— Aim —
Beginning at the line that contains "Q: Pick out each instance of the upper eyelid", transcribe the remaining lines of the listing exactly; include the final line and omit everything before.

◇ ◇ ◇ ◇ ◇ ◇ ◇

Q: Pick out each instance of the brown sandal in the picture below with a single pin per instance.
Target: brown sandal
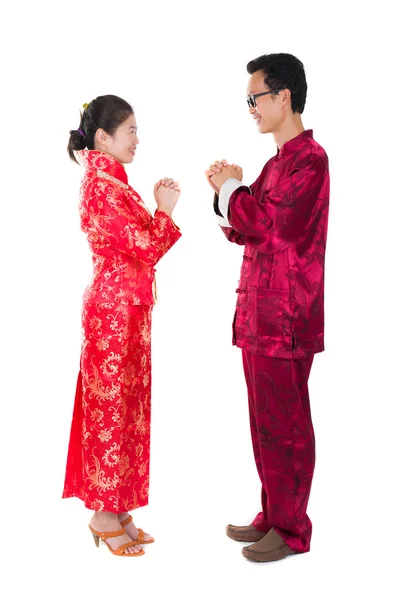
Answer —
(104, 535)
(140, 538)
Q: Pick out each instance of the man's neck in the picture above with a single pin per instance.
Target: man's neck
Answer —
(288, 130)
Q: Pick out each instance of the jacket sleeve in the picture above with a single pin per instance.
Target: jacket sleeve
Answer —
(230, 234)
(117, 226)
(278, 217)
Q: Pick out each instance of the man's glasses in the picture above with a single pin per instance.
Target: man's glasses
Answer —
(251, 100)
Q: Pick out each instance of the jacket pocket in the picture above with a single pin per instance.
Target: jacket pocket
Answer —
(267, 308)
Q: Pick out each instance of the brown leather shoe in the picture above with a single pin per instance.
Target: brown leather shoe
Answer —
(246, 533)
(271, 547)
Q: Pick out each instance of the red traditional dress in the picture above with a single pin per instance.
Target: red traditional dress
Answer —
(282, 222)
(109, 449)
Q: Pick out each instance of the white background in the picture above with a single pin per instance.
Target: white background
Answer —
(183, 67)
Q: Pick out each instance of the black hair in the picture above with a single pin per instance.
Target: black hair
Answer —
(283, 71)
(105, 112)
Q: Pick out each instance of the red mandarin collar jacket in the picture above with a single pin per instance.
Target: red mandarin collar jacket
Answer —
(125, 239)
(282, 221)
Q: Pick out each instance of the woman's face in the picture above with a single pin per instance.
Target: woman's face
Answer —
(122, 145)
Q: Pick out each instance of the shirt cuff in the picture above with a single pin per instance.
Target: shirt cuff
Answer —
(225, 193)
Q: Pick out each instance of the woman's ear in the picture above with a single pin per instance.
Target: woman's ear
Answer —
(101, 136)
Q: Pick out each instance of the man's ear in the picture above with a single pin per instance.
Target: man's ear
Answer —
(286, 96)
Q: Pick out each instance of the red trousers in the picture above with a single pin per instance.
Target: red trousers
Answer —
(283, 444)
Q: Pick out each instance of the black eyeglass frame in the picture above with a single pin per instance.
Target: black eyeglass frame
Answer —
(251, 100)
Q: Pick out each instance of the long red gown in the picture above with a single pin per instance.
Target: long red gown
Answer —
(109, 450)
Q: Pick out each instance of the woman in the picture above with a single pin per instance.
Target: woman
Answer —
(109, 448)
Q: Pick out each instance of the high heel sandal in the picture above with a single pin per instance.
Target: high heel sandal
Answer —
(140, 538)
(104, 535)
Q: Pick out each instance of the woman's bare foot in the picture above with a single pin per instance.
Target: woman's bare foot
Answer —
(131, 529)
(105, 521)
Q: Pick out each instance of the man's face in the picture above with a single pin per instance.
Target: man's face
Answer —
(270, 110)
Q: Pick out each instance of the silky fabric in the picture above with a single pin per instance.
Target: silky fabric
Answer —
(109, 449)
(283, 443)
(282, 222)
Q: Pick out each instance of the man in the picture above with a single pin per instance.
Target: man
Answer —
(281, 220)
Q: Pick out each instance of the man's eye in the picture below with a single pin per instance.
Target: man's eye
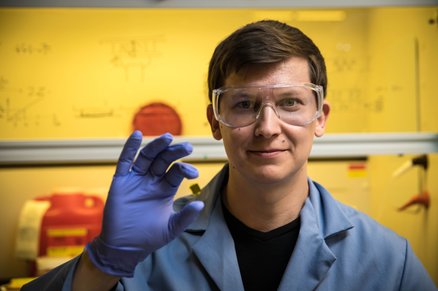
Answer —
(245, 104)
(288, 102)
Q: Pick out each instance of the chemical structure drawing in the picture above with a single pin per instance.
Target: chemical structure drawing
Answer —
(133, 55)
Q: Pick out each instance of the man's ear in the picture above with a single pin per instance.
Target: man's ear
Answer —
(322, 120)
(214, 124)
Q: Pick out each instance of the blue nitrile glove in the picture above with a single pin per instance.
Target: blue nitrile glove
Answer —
(139, 217)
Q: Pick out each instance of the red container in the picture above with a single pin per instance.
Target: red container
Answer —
(71, 221)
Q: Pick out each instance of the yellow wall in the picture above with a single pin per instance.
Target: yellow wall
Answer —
(73, 73)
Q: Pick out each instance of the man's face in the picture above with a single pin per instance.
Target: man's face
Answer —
(269, 151)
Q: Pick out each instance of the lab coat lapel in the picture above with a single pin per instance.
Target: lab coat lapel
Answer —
(215, 251)
(312, 257)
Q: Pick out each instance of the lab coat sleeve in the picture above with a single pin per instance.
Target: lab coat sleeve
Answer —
(415, 276)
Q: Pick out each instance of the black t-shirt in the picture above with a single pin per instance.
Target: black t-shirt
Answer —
(262, 256)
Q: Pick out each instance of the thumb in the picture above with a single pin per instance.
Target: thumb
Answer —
(181, 220)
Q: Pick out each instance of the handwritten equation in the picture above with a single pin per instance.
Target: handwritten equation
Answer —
(17, 105)
(133, 55)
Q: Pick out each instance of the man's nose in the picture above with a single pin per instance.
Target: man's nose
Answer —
(268, 121)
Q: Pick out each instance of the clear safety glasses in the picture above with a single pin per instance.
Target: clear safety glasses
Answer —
(294, 104)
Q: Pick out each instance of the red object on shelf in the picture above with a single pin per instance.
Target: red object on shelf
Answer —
(157, 118)
(71, 221)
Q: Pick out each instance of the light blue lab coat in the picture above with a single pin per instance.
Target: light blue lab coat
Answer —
(338, 248)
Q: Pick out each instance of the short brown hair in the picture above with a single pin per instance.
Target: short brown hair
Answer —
(264, 42)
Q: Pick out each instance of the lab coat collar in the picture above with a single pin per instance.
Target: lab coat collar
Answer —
(321, 218)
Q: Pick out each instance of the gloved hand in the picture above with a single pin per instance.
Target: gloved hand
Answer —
(139, 217)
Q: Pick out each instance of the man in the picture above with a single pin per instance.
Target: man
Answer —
(261, 223)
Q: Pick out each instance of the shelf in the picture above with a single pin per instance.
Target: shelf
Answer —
(106, 151)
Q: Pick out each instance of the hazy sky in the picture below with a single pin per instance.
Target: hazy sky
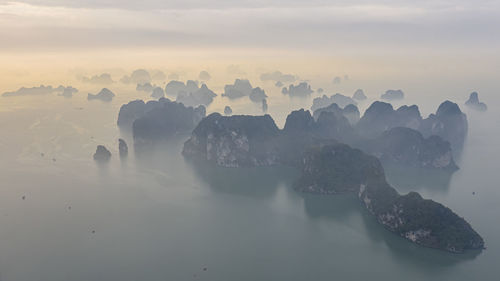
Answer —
(316, 25)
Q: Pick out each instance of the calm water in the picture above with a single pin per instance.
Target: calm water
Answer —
(157, 217)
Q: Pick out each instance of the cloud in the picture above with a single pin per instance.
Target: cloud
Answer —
(301, 90)
(204, 75)
(104, 78)
(278, 76)
(276, 23)
(41, 90)
(158, 76)
(235, 69)
(138, 76)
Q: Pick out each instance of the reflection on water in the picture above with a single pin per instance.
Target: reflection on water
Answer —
(158, 217)
(411, 179)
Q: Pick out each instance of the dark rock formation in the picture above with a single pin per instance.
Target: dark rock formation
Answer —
(450, 123)
(338, 168)
(393, 95)
(408, 148)
(400, 146)
(264, 105)
(474, 103)
(123, 148)
(257, 95)
(234, 141)
(145, 87)
(129, 112)
(102, 154)
(380, 117)
(164, 119)
(301, 90)
(299, 121)
(359, 95)
(157, 93)
(351, 112)
(104, 95)
(325, 101)
(240, 88)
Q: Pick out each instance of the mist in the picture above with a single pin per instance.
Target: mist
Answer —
(156, 213)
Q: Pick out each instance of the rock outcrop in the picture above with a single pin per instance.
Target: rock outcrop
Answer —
(474, 103)
(393, 95)
(102, 154)
(257, 95)
(122, 148)
(68, 92)
(359, 95)
(158, 119)
(399, 146)
(301, 90)
(350, 112)
(202, 96)
(338, 168)
(406, 147)
(166, 119)
(240, 88)
(450, 123)
(264, 105)
(235, 141)
(381, 116)
(104, 95)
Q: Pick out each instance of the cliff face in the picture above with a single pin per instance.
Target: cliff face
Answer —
(474, 103)
(449, 122)
(407, 147)
(166, 120)
(338, 168)
(235, 141)
(381, 116)
(160, 119)
(230, 142)
(421, 221)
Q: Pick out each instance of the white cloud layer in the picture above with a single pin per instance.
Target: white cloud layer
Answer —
(272, 23)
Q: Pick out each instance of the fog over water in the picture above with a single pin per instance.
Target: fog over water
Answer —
(155, 216)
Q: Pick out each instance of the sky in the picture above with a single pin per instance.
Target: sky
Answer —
(314, 26)
(51, 41)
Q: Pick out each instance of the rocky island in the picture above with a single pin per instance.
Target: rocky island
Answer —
(329, 167)
(102, 154)
(393, 95)
(474, 103)
(104, 95)
(157, 120)
(338, 168)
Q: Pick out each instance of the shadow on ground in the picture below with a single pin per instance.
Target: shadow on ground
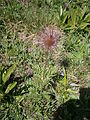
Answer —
(75, 109)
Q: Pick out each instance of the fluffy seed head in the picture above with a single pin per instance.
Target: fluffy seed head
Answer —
(49, 37)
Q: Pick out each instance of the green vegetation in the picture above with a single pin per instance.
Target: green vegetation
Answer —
(35, 81)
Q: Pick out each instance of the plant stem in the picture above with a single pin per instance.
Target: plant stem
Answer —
(45, 65)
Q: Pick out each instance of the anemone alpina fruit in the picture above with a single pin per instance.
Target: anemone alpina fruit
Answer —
(49, 37)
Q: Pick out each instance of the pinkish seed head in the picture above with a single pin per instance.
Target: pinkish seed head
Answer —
(49, 37)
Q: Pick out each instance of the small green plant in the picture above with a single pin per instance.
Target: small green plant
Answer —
(4, 77)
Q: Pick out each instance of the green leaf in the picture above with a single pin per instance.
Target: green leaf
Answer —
(73, 17)
(83, 12)
(10, 87)
(83, 25)
(8, 73)
(65, 77)
(87, 17)
(65, 17)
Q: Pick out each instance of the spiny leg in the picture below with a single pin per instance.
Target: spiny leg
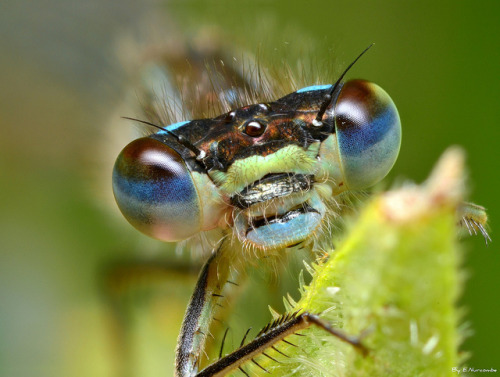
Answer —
(200, 312)
(276, 331)
(473, 218)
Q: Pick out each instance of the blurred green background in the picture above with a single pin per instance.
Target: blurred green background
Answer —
(63, 75)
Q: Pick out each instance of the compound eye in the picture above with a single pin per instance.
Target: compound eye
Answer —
(368, 133)
(155, 191)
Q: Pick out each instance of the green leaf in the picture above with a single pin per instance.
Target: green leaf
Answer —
(394, 281)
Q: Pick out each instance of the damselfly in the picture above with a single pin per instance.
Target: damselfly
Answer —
(261, 179)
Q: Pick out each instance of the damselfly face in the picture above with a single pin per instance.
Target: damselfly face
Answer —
(267, 172)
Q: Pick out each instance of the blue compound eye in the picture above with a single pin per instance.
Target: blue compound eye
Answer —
(368, 133)
(155, 191)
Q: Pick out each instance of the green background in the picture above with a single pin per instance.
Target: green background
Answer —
(62, 77)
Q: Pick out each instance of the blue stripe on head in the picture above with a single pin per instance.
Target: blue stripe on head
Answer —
(173, 127)
(313, 88)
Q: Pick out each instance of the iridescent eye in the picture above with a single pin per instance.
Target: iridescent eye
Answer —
(368, 133)
(254, 128)
(155, 191)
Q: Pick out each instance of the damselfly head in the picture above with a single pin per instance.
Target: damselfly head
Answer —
(267, 171)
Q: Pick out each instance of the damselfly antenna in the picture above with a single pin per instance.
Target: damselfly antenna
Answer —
(329, 96)
(180, 139)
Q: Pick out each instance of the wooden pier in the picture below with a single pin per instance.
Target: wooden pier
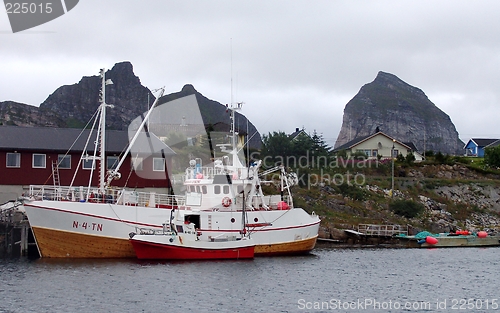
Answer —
(16, 237)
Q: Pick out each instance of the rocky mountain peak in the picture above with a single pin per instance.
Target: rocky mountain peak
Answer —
(401, 111)
(74, 105)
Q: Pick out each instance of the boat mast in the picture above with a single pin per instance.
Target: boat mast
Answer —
(102, 139)
(115, 174)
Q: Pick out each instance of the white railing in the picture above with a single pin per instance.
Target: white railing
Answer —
(113, 195)
(209, 172)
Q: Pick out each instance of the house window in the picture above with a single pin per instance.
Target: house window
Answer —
(38, 160)
(111, 162)
(13, 160)
(87, 164)
(158, 164)
(137, 164)
(64, 161)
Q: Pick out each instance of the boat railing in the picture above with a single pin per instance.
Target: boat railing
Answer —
(272, 201)
(208, 172)
(112, 195)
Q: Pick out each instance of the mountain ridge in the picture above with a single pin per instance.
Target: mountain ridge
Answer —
(73, 105)
(401, 111)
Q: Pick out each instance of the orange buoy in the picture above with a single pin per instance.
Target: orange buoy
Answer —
(482, 234)
(431, 240)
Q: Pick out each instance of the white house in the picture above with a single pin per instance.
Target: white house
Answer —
(380, 145)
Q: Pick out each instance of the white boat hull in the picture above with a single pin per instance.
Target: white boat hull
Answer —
(97, 230)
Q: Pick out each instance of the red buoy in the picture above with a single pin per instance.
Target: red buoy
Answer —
(482, 234)
(282, 205)
(431, 240)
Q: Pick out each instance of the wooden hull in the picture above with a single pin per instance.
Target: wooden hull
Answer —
(163, 251)
(287, 248)
(61, 244)
(453, 241)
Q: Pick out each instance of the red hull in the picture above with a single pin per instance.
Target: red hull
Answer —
(150, 251)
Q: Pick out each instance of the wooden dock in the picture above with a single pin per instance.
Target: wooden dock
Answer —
(16, 237)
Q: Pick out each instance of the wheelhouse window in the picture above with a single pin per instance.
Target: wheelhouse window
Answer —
(111, 162)
(13, 160)
(64, 161)
(137, 163)
(38, 160)
(158, 164)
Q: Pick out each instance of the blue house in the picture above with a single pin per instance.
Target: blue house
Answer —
(475, 146)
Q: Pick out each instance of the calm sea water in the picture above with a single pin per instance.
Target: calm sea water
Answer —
(327, 280)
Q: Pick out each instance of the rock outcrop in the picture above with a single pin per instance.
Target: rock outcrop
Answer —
(401, 111)
(74, 105)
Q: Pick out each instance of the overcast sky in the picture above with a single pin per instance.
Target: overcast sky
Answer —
(294, 63)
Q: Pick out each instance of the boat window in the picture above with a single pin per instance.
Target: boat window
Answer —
(112, 162)
(87, 164)
(137, 163)
(64, 161)
(13, 160)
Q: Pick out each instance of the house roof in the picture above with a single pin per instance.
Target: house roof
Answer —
(356, 141)
(481, 142)
(62, 139)
(494, 143)
(412, 146)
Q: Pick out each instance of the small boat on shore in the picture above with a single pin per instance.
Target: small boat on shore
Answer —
(181, 241)
(449, 240)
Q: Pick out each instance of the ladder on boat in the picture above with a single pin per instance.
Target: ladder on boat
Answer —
(55, 174)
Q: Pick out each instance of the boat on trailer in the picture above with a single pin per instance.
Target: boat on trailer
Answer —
(94, 222)
(450, 240)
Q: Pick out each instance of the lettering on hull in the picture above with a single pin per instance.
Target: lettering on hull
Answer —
(85, 225)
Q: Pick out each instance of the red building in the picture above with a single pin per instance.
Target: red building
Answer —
(30, 156)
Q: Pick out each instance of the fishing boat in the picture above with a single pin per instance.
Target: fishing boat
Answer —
(460, 238)
(180, 240)
(94, 221)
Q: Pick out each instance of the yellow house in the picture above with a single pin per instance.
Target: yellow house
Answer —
(379, 145)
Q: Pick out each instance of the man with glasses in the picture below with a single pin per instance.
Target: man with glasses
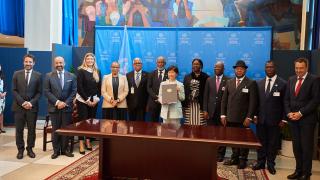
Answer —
(137, 97)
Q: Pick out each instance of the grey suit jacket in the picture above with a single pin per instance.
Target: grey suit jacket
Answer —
(22, 92)
(212, 98)
(54, 92)
(237, 104)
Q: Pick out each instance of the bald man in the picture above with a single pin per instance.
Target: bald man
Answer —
(60, 87)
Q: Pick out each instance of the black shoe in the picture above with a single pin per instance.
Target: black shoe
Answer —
(54, 156)
(304, 177)
(231, 162)
(272, 170)
(68, 154)
(20, 155)
(242, 164)
(295, 175)
(30, 153)
(258, 166)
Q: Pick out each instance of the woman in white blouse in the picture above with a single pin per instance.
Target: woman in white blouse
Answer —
(172, 113)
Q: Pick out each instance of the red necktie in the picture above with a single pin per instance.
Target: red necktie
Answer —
(217, 83)
(298, 87)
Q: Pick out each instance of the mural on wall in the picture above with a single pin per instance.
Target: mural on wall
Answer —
(283, 15)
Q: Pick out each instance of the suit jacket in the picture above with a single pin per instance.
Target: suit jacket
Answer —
(107, 91)
(22, 92)
(212, 98)
(271, 106)
(54, 92)
(237, 104)
(140, 97)
(174, 109)
(307, 100)
(153, 87)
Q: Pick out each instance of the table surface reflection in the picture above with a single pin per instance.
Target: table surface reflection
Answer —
(113, 128)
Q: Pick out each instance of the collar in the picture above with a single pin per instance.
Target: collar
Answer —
(272, 79)
(304, 77)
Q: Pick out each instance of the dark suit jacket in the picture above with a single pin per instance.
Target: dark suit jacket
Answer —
(236, 104)
(154, 86)
(307, 100)
(212, 98)
(140, 97)
(53, 90)
(271, 108)
(22, 93)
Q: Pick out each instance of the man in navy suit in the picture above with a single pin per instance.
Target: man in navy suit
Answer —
(60, 87)
(301, 103)
(26, 90)
(269, 116)
(138, 94)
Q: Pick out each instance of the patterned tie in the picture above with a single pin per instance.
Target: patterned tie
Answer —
(268, 86)
(61, 79)
(238, 83)
(27, 77)
(217, 83)
(137, 79)
(298, 87)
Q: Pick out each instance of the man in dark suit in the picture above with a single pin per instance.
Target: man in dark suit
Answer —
(213, 92)
(301, 102)
(238, 106)
(154, 80)
(60, 87)
(26, 88)
(138, 94)
(270, 116)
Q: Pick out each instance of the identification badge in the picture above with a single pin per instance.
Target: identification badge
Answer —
(245, 90)
(276, 94)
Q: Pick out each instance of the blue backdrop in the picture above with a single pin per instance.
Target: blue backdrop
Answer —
(181, 45)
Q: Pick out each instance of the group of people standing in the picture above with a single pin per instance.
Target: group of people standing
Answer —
(202, 100)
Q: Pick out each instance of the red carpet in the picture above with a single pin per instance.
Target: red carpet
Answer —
(86, 168)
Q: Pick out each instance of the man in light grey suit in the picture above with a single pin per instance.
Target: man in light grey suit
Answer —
(60, 87)
(213, 92)
(26, 89)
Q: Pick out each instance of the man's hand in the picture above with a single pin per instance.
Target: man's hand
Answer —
(223, 121)
(246, 122)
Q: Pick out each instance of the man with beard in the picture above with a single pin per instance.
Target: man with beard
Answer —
(213, 92)
(269, 117)
(154, 80)
(238, 107)
(26, 89)
(60, 87)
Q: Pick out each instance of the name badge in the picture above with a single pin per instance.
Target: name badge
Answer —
(245, 90)
(276, 94)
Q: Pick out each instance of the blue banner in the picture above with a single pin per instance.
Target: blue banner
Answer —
(180, 45)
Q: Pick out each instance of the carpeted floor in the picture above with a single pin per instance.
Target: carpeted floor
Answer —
(86, 168)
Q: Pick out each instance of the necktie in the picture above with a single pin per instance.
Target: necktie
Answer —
(137, 79)
(27, 77)
(268, 86)
(61, 79)
(217, 83)
(160, 75)
(238, 83)
(298, 87)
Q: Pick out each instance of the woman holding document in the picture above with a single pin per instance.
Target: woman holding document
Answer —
(171, 93)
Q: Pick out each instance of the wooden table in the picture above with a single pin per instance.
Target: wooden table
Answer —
(159, 151)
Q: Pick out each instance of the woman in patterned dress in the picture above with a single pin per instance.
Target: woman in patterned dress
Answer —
(194, 84)
(2, 100)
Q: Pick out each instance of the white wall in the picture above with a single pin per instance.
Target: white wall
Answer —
(43, 24)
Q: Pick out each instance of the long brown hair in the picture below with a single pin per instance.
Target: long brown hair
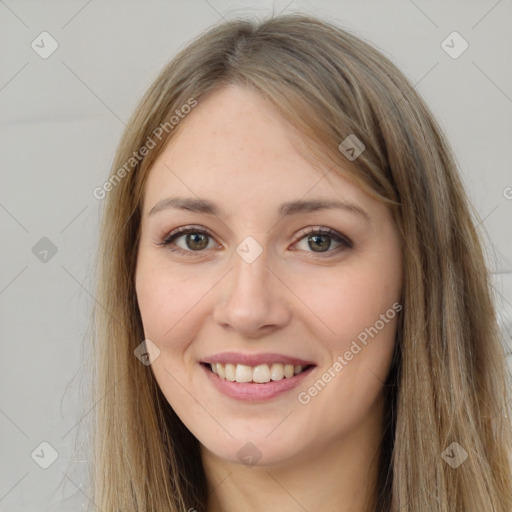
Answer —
(448, 382)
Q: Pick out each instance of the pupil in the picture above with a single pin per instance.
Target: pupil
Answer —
(196, 241)
(318, 239)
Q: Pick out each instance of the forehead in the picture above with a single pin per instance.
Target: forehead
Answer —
(235, 144)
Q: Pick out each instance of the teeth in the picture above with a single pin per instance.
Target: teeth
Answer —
(260, 374)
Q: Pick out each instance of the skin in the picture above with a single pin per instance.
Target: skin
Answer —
(236, 150)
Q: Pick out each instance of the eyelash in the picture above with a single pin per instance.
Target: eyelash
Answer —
(345, 242)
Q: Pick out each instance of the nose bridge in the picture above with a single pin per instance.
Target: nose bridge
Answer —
(250, 298)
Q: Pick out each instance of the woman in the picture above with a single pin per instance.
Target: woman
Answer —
(294, 307)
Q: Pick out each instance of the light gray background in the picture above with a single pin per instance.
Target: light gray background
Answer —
(61, 119)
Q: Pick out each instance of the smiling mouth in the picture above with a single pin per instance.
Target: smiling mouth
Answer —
(260, 374)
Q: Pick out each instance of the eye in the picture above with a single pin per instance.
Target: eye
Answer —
(188, 239)
(320, 240)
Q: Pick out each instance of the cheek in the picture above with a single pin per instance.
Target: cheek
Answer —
(169, 304)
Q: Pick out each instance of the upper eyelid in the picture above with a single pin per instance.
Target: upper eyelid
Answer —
(184, 230)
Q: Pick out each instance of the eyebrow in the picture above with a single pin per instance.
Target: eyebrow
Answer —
(289, 208)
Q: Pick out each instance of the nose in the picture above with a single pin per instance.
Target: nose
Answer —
(251, 300)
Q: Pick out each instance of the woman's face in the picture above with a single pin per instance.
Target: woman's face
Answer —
(283, 269)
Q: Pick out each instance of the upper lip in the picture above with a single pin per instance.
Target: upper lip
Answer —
(255, 359)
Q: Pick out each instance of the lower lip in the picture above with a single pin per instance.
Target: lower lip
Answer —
(254, 392)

◇ ◇ ◇ ◇ ◇ ◇ ◇

— Task solution —
Q: Pick out each instance of the upper eyelid in the picture above with a single pin per instance.
Target: upper eyelid
Answer —
(184, 230)
Q: Pick out each instance of the eyebrow in the picture above with a single pin per instance.
Target: eyebrow
Answer —
(289, 208)
Q: Pick out each instance of the nose in the picture above with a single pin per instance.
Target: nose
Answer —
(251, 300)
Q: Pick out each instance of the woman's face in the picture above with a single pin per instance.
Target: woman's face
Answer —
(283, 269)
Q: Pick out each instance of the upper lip in the picture above with a single pin per instance.
Target: upper lip
Answer —
(255, 359)
Q: Pick out each instance of the lower lip in the picture above with a single pin per instance.
Target: lower lip
Answer —
(254, 392)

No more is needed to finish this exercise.